▶ _Excerpt provided_
■ ■ ■ ■ ■ ■ ■

Almost five years ago, Angela and I ventured to Jamaica on a missions trip. We thought we knew everything that this trip had in store for us. We knew we were going with some wonderful people. We knew we were going to work on a construction project. We knew we were going to share devotions with some school children. We knew we were going to visit an orphanage. What we didn't know was how God would use this trip to radically change our lives. Radically, in ways we could not imagine. Radically, in ways that would challenge our faith, our marriage relationship, and at times, our resolve to keep pressing on.
As many (or most) of you know, that trip to Jamaica is where we discovered Ian, a non-verbal, non-ambulatory bundle of smiles and charisma with an absolute love for people. We brought Ian home as our son in September 2008, a year and half later. I can honestly say that he has changed my life in a positive way that I never imagined. God has used Ian to open our hearts toward those with physical handicaps and opened our bank account to help others who are adopting.
Ian tends to impact people everywhere we go, whether family, church family, or even strangers when we are out and about. Ian was cared for by loving people in the orphanage and the transition into our family was seamless. He trusted us immediately and as a result he has been free to enjoy our home, our antics, and even receive discipline well.

■ ■ ■ ■ ■ ■ ■

(Saved data entries)
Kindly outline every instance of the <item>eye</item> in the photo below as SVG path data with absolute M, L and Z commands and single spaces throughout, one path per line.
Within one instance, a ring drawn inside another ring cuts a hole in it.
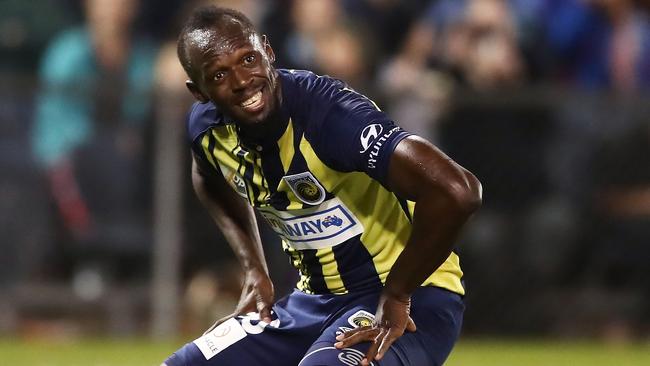
M 248 55 L 244 57 L 244 64 L 245 65 L 250 65 L 255 62 L 255 55 Z
M 225 73 L 225 72 L 223 72 L 223 71 L 217 71 L 217 72 L 214 74 L 213 79 L 214 79 L 214 81 L 219 81 L 219 80 L 223 79 L 225 76 L 226 76 L 226 73 Z

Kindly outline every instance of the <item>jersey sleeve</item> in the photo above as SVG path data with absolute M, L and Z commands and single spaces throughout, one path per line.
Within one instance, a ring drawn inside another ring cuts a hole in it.
M 385 184 L 390 156 L 410 134 L 377 105 L 340 80 L 319 76 L 311 90 L 305 131 L 314 151 L 339 171 L 359 171 Z

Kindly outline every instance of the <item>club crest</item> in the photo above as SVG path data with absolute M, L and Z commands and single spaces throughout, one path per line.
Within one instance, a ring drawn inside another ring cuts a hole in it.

■ ■ ■ ■ ■ ■ ■

▶ _To do_
**A)** Retype the portion of the account of the Jamaica trip that opens with the words containing "As many (or" and closes with "receive discipline well.".
**B)** Based on the account of the Jamaica trip, decide whether each statement is correct, answering yes or no and quoting the words that settle it: (i) Ian joined the family in September 2008. (ii) Ian was slow to trust his new family. (iii) The trip to Jamaica took place almost ten years ago.
**C)** Condense the paragraph of the account of the Jamaica trip beginning "Ian tends to impact people" into a short bulleted list that keeps its main facts.

▶ _Results for each task_
**A)**
As many (or most) of you know, that trip to Jamaica is where we discovered Ian, a non-verbal, non-ambulatory bundle of smiles and charisma with an absolute love for people. We brought Ian home as our son in September 2008, a year and half later. I can honestly say that he has changed my life in a positive way that I never imagined. God has used Ian to open our hearts toward those with physical handicaps and opened our bank account to help others who are adopting.
Ian tends to impact people everywhere we go, whether family, church family, or even strangers when we are out and about. Ian was cared for by loving people in the orphanage and the transition into our family was seamless. He trusted us immediately and as a result he has been free to enjoy our home, our antics, and even receive discipline well.

**B)**
(i) Yes: "We brought Ian home as our son in September 2008"
(ii) No: "He trusted us immediately"
(iii) No: "Almost five years ago, Angela and I ventured to Jamaica on a missions trip."

**C)**
- Ian affects people wherever the family goes, including family, church family, and strangers.
- Loving people cared for him in the orphanage.
- His move into the family was seamless.
- He trusted the family immediately.
- As a result, he enjoys their home and their antics and even accepts discipline well.